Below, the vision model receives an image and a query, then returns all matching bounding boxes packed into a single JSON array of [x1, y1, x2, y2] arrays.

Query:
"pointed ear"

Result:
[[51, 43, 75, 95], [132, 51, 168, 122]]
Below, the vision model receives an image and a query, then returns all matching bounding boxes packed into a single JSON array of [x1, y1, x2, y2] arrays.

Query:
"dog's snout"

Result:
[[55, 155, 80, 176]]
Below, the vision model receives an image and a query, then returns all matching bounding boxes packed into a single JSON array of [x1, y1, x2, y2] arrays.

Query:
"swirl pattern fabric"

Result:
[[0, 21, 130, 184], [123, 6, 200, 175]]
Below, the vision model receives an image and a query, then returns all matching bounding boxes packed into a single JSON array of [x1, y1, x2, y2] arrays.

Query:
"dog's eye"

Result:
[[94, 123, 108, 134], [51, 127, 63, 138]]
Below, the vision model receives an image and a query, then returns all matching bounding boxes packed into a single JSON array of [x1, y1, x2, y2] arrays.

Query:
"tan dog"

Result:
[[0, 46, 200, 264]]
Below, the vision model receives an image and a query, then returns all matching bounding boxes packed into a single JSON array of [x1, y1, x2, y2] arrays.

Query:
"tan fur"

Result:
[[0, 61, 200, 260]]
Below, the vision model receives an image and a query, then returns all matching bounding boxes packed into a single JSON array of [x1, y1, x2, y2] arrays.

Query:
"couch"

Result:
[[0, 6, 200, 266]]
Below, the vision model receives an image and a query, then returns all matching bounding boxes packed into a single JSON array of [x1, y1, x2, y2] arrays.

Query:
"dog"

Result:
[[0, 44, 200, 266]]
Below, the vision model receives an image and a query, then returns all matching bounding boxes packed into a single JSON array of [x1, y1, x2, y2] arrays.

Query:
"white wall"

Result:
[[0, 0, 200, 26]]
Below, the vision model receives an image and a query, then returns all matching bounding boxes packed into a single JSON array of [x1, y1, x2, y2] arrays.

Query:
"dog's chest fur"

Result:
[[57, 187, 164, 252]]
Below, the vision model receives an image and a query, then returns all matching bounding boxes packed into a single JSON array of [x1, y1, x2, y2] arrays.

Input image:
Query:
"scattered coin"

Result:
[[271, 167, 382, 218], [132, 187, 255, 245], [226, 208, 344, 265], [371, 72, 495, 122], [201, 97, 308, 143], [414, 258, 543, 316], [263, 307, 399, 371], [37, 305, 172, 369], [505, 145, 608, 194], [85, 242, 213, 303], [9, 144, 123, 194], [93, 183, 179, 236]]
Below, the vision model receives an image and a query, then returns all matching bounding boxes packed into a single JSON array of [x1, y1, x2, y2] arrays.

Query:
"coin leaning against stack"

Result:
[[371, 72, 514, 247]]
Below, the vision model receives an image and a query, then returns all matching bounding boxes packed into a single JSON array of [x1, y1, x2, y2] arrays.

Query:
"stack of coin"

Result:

_____

Reproduce the full listing above word for word, from its first line to its last.

Below, the vision model receives an image and a query, then returns all matching bounding boxes packed into a single JSON array of [x1, y1, x2, y2] arrays.

Query:
"pointed ear"

Result:
[[51, 43, 75, 95], [132, 51, 168, 122]]
Below, the vision model receives an image and a query, then returns all matching bounding boxes packed into a single JSON array of [x1, y1, x2, y2] arrays.

Query:
"dog's snout"

Result:
[[55, 155, 80, 176]]
Below, the vision model receives an image and a query, then returns all matching bounding boxes packed into a single JSON array of [x1, y1, x2, y2] arrays.

Query:
"swirl pattern fabric"

Result:
[[0, 21, 130, 184], [123, 6, 200, 175]]
Below, the vision model receives an image and a query, then returns all matching bounding boxes packed into a single JSON array of [x1, y1, x2, y2] arrays.

Query:
"dog's eye"

Result:
[[94, 123, 108, 134], [51, 127, 63, 138]]
Below, the vision model receives an image and a query, then returns all matching bounding boxes packed into a single JSON array of [x1, y1, x2, y2] arrays.

Query:
"tan dog"

Result:
[[0, 46, 200, 264]]
Below, the vision model receives an image and a query, then returns all matching bounding boxes packed into a single JSON array of [x1, y1, x2, y2] arrays.

Query:
"tan fur"

Result:
[[0, 61, 200, 260]]
Below, the vision model receives an image and a query, then returns all matching bounding boxes packed into a single JSON array of [x1, y1, x2, y2] arrays.

Query:
"couch"

Result:
[[0, 6, 200, 266]]
Below, the vision model receives an image and a query, then returns all matching bounding boxes packed into a single JSON array of [x1, y1, x2, y2] arrays.

Query:
"dog"

Result:
[[0, 44, 200, 266]]
Below, the vision model receives an image and a query, then returns all matching bounding boxes packed into a single JSON array of [x1, y1, x2, y2] arrays.

Query:
"white wall"

Result:
[[0, 0, 200, 26]]
Below, the vision model receives an image and a query, then returns all matching bounding boxes packed into a single JSON array of [x1, y1, x2, y2] arrays.

Query:
"dog's chest fur"

Result:
[[57, 187, 164, 252]]
Below, the vision model receives an image and a query, then returns all matching bounding boxes packed into a single JSON array of [x1, y1, x2, y2] arrays.

Input image:
Query:
"scattered coin"

Result:
[[271, 167, 382, 218], [132, 187, 255, 245], [226, 208, 344, 265], [371, 72, 495, 122], [201, 97, 308, 143], [414, 258, 543, 316], [263, 307, 399, 371], [37, 305, 172, 369], [505, 145, 608, 194], [85, 242, 213, 303], [9, 144, 123, 194], [93, 183, 179, 236]]
Below, the vision model receives an image and a query, then returns all matching bounding boxes packed into a single JSON array of [x1, y1, x2, y2] arrays.

Query:
"coin leaning against stack"

Result:
[[371, 72, 514, 247]]
Below, the vision model receives an image and a query, then returns all matching bounding boxes packed into a single JSON array of [x1, y1, x2, y2] arrays.

Query:
"stack of coin"

Result:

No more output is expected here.